Dataset items:

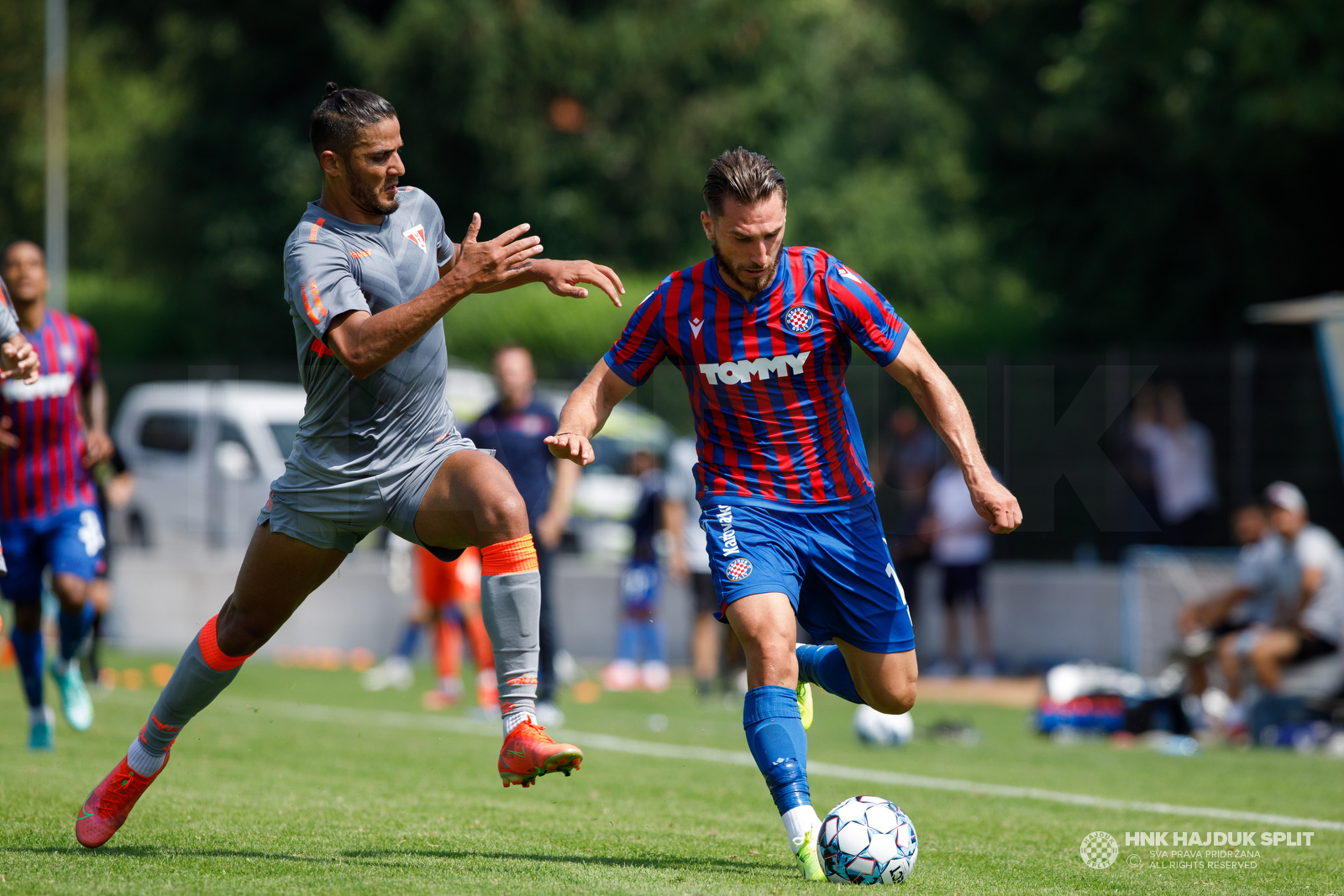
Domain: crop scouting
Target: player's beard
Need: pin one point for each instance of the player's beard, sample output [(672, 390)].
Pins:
[(741, 281), (371, 201)]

**SET PROBLEM**: Please format the items above as a two-column CSV with the headers "request" and "answer", one row per item. Put each field in quotes, turn line breaks into spaces, and leave the pictures out.

**OUTPUT OF THE TASK**:
request,answer
"Domain: crop scouting Target: player's beard Need: pin one point for each instance of the player's beard, sample output [(672, 390)]. Pins:","[(741, 281), (371, 201)]"